> _LISTED RECORDS_
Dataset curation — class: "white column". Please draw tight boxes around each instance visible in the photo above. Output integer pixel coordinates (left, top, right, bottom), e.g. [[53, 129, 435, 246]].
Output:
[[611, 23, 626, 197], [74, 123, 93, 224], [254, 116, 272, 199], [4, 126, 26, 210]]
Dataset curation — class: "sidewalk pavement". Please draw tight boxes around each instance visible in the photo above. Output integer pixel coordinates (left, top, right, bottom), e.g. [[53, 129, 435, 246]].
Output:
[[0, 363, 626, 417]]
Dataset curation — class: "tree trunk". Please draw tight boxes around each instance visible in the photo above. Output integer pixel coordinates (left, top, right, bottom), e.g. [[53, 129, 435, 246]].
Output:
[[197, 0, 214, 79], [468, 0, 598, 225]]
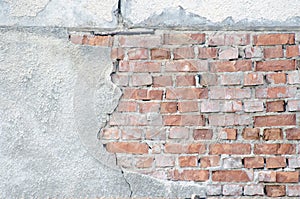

> _EXERCISE_
Can you return each of the entries above word for word, leaving the pictures out?

> _THE SOLUTION_
Dataset curation — class: "white column". Please draw tight boxes around each instance visible in the photo above. Output integer pixel coordinates (left, top, right, bottom), e.g. [[53, 129, 435, 246]].
Output:
[[611, 23, 626, 197], [74, 123, 93, 224], [254, 116, 272, 199], [4, 126, 26, 210]]
Dataset curation — class: "sidewalk pavement". Please draw tight boxes around each instance visible in the photo above. Output integer pixel coordinates (left, top, right, bottom), e.g. [[53, 129, 435, 246]].
Output:
[[0, 363, 626, 417]]
Dataset curation — class: "tree trunk". Please draw tight boxes around each instance visible in the photo above. Output integer pixel coordinates (left, top, right, bottom), e.g. [[53, 129, 435, 246]].
Output:
[[197, 0, 214, 79], [468, 0, 598, 225]]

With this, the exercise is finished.